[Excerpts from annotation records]
## BEGIN

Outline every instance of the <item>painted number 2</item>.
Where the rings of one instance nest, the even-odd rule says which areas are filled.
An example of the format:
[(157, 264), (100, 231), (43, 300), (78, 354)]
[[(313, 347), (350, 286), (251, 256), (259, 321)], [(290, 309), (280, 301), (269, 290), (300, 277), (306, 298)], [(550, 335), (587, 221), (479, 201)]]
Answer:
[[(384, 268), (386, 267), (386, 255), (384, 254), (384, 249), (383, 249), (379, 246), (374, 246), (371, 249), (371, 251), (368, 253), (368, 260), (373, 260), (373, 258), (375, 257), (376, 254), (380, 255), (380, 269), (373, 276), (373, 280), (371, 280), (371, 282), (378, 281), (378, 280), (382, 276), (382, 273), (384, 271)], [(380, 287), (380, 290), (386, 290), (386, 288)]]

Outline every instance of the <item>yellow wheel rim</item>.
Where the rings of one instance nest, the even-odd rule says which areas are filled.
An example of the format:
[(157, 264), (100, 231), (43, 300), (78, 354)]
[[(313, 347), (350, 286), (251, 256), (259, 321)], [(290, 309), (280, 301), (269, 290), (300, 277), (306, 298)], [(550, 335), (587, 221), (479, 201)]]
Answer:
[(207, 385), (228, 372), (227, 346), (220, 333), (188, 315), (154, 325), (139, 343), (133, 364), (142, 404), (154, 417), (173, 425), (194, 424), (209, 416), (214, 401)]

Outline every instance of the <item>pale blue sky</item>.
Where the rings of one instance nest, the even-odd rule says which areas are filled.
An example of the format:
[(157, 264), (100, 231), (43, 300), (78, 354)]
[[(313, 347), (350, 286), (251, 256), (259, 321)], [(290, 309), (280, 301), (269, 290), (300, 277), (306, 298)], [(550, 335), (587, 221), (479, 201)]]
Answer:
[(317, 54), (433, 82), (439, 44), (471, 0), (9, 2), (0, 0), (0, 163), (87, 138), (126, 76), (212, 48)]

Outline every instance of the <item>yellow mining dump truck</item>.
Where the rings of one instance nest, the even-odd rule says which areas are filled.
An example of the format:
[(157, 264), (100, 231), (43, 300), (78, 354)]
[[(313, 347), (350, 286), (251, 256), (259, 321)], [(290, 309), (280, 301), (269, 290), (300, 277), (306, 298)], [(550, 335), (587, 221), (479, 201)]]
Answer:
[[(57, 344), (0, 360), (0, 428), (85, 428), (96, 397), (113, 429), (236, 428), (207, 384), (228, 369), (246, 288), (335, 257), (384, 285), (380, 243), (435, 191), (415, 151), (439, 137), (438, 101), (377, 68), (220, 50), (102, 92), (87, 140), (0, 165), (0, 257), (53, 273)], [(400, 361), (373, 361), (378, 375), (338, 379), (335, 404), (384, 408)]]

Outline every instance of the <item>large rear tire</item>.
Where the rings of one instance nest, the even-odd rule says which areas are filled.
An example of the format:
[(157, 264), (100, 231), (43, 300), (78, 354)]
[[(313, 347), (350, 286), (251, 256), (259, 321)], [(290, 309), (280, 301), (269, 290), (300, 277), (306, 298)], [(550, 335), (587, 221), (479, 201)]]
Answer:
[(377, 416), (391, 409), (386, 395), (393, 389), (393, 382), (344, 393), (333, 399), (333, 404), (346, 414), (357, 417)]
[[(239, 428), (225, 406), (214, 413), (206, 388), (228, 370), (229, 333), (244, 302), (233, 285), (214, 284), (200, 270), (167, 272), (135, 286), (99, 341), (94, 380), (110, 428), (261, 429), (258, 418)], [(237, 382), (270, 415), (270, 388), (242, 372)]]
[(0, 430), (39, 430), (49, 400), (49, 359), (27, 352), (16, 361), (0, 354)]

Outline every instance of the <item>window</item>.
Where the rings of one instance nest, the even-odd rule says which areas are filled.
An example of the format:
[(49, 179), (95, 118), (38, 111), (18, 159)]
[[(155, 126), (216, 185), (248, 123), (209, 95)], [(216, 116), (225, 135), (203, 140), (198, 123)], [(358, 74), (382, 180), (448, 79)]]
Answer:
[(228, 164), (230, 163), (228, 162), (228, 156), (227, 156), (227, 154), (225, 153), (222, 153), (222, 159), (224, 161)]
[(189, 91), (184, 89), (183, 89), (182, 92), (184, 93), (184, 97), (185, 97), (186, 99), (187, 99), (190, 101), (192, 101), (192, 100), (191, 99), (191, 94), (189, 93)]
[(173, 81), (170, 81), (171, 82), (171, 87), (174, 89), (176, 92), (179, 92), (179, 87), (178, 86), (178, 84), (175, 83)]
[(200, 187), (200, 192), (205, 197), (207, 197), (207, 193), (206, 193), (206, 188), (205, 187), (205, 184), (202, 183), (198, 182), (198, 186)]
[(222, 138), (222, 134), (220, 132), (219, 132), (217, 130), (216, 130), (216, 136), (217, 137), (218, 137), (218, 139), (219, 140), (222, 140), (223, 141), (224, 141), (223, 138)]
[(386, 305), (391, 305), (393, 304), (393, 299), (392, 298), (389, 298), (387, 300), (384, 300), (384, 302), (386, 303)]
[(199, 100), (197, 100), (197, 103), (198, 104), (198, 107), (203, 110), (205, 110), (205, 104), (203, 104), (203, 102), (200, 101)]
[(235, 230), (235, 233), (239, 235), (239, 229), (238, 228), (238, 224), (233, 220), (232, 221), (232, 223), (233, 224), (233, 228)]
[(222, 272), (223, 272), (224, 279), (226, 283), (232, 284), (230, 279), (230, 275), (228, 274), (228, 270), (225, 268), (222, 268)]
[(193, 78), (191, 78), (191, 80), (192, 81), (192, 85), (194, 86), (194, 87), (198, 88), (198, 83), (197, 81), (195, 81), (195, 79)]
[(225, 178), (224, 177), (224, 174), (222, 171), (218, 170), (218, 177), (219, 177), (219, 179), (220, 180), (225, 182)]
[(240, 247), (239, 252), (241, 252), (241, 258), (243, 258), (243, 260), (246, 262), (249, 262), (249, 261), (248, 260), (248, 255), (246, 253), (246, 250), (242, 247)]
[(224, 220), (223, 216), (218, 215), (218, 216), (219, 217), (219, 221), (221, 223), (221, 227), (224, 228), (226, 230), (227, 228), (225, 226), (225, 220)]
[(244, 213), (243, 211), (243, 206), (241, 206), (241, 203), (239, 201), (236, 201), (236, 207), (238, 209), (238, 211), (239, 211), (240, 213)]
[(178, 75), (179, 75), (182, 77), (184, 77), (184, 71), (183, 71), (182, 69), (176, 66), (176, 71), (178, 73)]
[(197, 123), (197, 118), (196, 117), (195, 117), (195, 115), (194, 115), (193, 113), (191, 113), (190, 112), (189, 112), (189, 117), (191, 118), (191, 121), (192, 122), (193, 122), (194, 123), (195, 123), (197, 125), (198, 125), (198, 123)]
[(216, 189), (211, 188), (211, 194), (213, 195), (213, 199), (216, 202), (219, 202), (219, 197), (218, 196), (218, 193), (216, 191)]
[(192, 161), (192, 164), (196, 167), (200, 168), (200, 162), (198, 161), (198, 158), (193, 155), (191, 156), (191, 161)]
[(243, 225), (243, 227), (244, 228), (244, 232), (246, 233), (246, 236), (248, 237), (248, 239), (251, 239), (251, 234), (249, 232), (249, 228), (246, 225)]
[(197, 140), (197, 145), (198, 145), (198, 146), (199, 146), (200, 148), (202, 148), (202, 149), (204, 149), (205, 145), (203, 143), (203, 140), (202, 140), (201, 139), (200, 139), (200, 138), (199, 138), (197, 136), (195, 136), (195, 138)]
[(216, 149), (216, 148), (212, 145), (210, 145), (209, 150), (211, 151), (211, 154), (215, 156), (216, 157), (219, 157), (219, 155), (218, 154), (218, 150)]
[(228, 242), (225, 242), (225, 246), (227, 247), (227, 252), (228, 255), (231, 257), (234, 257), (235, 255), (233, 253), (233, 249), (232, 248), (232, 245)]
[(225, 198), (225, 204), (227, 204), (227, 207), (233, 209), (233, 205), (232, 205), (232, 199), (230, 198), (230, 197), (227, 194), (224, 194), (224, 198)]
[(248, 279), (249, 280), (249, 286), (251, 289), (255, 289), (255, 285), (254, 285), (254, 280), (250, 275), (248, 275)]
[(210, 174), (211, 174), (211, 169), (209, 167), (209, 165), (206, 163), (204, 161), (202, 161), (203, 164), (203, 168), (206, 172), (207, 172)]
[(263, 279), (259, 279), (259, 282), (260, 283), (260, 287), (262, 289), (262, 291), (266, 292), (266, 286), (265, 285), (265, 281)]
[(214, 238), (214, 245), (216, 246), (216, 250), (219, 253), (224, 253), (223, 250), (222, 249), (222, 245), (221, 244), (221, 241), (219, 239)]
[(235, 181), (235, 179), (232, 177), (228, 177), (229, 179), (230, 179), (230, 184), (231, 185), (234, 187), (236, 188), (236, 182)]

## END

WRITTEN EXERCISE » Reproduce the data starting at the line containing "Outline every instance of the <item>large" and ending at the line containing "414), (357, 417)]", with "rear tire" replaced by "back tire" and all else unchanged. Give only those lines.

THE ANSWER »
Outline every instance of the <item>large back tire</item>.
Where the rings of one instance nest, the even-odd rule says which areas are filled.
An example of the format:
[(157, 264), (100, 231), (43, 300), (78, 354)]
[[(313, 347), (350, 286), (251, 256), (259, 321)], [(290, 309), (280, 301), (269, 290), (300, 277), (306, 298)], [(550, 335), (587, 221), (479, 201)]]
Answer:
[(377, 416), (391, 409), (386, 395), (393, 389), (393, 382), (344, 393), (333, 399), (333, 404), (346, 414), (357, 417)]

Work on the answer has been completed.